» Anforderung A: Wiederholen Sie aus dem Auszug über Lex wortgetreu die Passage, die mit „Bei den Recherchen“ beginnt und bis einschließlich „adoptiert wurde.“ weitergeht.
» Anforderung B:
Stimmen die folgenden Aussagen mit dem Auszug über Lex überein? Antworten Sie jeweils mit Ja oder Nein und zitieren Sie die entscheidenden Worte des Auszugs wörtlich.
(i) Lex ist zu einem Einzelgänger geworden.
(ii) Die Mutter von Lex stammt aus den Niederlanden.
(iii) Die Zarenfamilie wurde im Jahr 1917 ermordet.
» Anforderung C: Wie geht der Auszug über Lex nach seinem letzten Satz weiter? Fahren Sie mit dem Text fort.

====== Quellenauszug

Auch wenn die Bluterkrankheit
heute mit Medikamenten behandelt werden kann, bestimmt sie dennoch
das Leben von Lex nachhaltig: Er entwickelte sich zum Einzelgänger
und lebt in einer Phantasiewelt, in der die Romanows zu einer Art
von Ersatzfamilie für ihn geworden sind.
Bei den Recherchen zu dem Buch stößt
Lex auf eine Reihe historischer Texte, die erst seit Beginn der
Perestroika nach und nach wieder zugänglich gemacht wurden und
teilweise neue Erkenntnisse über die Ermordung der Zarenfamilie
im Jahr 1918 enthalten. Hier findet Lex schließlich sogar eine mögliche
Verbindung zwischen den Romanows und seiner aus Russland
stammenden Mutter, die als Kind von einem niederländischen Paar
adoptiert wurde.

============
====== Vorliegende Einträge

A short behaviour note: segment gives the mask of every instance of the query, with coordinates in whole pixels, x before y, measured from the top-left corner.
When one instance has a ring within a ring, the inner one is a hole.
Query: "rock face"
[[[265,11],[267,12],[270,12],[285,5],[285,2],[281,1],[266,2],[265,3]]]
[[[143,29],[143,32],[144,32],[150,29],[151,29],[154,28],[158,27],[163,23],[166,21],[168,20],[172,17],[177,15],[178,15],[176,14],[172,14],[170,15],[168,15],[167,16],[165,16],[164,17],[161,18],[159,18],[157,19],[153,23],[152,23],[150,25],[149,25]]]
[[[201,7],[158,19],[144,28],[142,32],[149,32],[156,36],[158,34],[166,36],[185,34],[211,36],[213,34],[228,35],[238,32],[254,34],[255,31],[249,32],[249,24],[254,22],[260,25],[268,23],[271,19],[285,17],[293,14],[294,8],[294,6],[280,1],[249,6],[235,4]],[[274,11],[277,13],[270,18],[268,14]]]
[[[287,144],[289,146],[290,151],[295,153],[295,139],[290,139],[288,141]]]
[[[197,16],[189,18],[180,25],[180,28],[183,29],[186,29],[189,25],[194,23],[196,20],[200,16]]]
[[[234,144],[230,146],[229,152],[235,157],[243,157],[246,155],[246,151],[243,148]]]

============

» Ergebnis A:
Bei den Recherchen zu dem Buch stößt
Lex auf eine Reihe historischer Texte, die erst seit Beginn der
Perestroika nach und nach wieder zugänglich gemacht wurden und
teilweise neue Erkenntnisse über die Ermordung der Zarenfamilie
im Jahr 1918 enthalten. Hier findet Lex schließlich sogar eine mögliche
Verbindung zwischen den Romanows und seiner aus Russland
stammenden Mutter, die als Kind von einem niederländischen Paar
adoptiert wurde.

» Ergebnis B:
(i) Ja: „Er entwickelte sich zum Einzelgänger“
(ii) Nein: „seiner aus Russland stammenden Mutter“
(iii) Nein: „im Jahr 1918“

» Ergebnis C:
Meine Meinung:
Dieser Roman verknüpft Realität
und Phantasie auf eine einmalige Weise miteinander. Die Grenzen
sind fließend - welche Details über die Zarenfamilie nun
historisch belegt und welche in das Reich der Phantasie zu
verweisen sind, ist wahrscheinlich nur von einem
"Romanow-Kenner" genau zu unterscheiden. Auch bei den in
der Gegenwart agierenden Hauptfiguren des Romans gehen Realität
und Wunschdenken Hand in Hand. Das tut dem Ganzen aber keinen
Abbruch - im Gegenteil. Gerade das Spiel mit Vergangenheit und
Gegenwart, Phantasie und Wirklichkeit macht das Buch zu einem
besonderen Lese-Erlebnis.
Zitat: "Hier ist ... ein
Treffpunkt für Geister, ein Verschiebebahnhof für Lebende und
Tote. Man hört das Rascheln seidener Kleider, das Knarren von
Knopfstiefeletten, unterdrücktes Lachen derjenigen, die vor dem
Schlafengehen noch Verstecken spielen."
Dieses Buch ist ein Plädoyer für
die Phantasie, in der alles möglich wird und in der wir alle das
sein können, was wir am liebsten gern wären. Aber gleichzeitig
auch eine Mahnung, nicht all zu sehr mit der Wirklichkeit zu
brechen - die letztlich sogar schöner sein kann, als jede
Phantasie ...
Fazit: Dies ist kein historisch
fundiertes Buch über die Romanows und wer ein solches erwartet,
wird bestimmt enttäuscht werden. Wer aber Lust auf einen
"etwas anderen" Roman hat und sich auf die
Gedankenspiele der Hauptfigur einläßt, kann hier bestimmt auf
seine Kosten kommen. (Monika)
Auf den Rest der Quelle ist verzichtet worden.